#### Kısa soru A
Kayıtlardaki satırlardan kaçında "apple" dizesinin geçtiğini hesaplayın; büyük-küçük harf ayrımı gözetilir. Yalnızca sayıyı yazın.
:: Kaynak metin
ANKARA-BHA
Prof. Dr. Zakir Avşar, "Siyaset üretemeyen gürültü üretir" başlıklı yazısında, özetle şu ifadeleri kullandı:
"Sürekli bu konularda yazıyoruz. Dilimizde tüy bitti. Ama görünen o ki, yazmaya da devam edeceğiz. Demokrasiyi ve hukukun üstünlüğünü önemsiyoruz. Milletimizin her şeyin en iyisine layık olduğunu düşünüyoruz. Keza, muhalefetin de en iyisine…
Demokratik rejimlerde muhalefet partileri iktidarı denetleyen yapılar olduğu kadar siyasal sistemin sürdürülebilirliği açısından vazgeçilmez kurumlardır. Muhalefetin niteliği, doğrudan doğruya demokratik kültürün niteliğini belirler.
Bu nedenle muhalefet söyleminin içeriği, kullandığı dil ve başvurduğu argümanlar, sadece muhalefetin değil, bütün bir siyasal düzenin kalitesini etkilemektedir.
Konuya ülkemiz açısından yaklaştığımızda, son dönemde CHP Genel Başkanı Özgür Özel’in sergilediği söylem tarzı, demokratik muhalefet anlayışıyla ciddi ölçüde çelişmektedir.
Özgür Özel’in hitabetinde gözlemlenen en belirgin husus, eleştiri ile hakaret arasındaki sınırın sürekli ihlal edilmesidir.
Siyasal eleştiri, demokratik toplumlarda meşru bir denetim mekanizmasıdır; ancak hakaret ve iftira, eleştirinin ötesinde, siyaseti yozlaştıran unsurlardır.
Özel’in sık sık bu tür yöntemlere başvurması, aslında muhalefetin entelektüel kapasite eksikliğini göstermektedir. Malum, hakaretin yoğun olduğu bir söylem, ikna etme kabiliyetini değil, öfke mobilizasyonunu hedefler. Bu ise, kısa vadeli politik kazançlar uğruna uzun vadeli siyasal itibarı tüketen bir yaklaşımdır.
Siyasal iletişim teorisi açısından bakıldığında, Özel’in dilinin bir “negatif siyaset” üzerine kurulu olduğu söylenebilir. Negatif siyaset, rakibin itibarını zedelemek üzerine kuruludur; fakat bu tür bir strateji, topluma alternatif bir vizyon sunamadığı için sürdürülebilir değildir.
::::
:: Veri kayıtları
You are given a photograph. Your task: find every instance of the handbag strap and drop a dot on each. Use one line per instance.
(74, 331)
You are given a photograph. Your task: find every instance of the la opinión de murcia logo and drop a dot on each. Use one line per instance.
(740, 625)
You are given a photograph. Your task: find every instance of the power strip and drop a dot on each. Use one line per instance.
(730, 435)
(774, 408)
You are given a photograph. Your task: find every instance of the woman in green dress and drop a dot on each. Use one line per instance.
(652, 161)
::::
:: Veri kayıtları
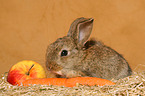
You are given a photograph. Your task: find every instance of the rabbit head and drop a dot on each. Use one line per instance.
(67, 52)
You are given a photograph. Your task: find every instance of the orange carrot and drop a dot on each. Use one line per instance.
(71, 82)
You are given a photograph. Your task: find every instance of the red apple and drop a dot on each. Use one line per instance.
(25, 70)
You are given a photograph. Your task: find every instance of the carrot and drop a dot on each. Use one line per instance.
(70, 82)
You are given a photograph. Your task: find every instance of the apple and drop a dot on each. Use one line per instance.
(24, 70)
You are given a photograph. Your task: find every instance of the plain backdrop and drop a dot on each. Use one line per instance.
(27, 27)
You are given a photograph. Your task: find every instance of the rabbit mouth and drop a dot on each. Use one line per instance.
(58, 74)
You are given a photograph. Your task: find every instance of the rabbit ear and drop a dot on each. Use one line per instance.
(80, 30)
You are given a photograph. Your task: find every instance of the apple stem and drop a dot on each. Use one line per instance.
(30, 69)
::::
#### Kısa soru B
Kaynak metinde "Siyasal eleştiri, demokratik" ifadesinden başlayıp "siyaseti yozlaştıran unsurlardır." ifadesi de dahil olmak üzere oraya kadar uzanan kısmı kopyalayın.

#### Çözümlü cevap A
3

#### Çözümlü cevap B
Siyasal eleştiri, demokratik toplumlarda meşru bir denetim mekanizmasıdır; ancak hakaret ve iftira, eleştirinin ötesinde, siyaseti yozlaştıran unsurlardır.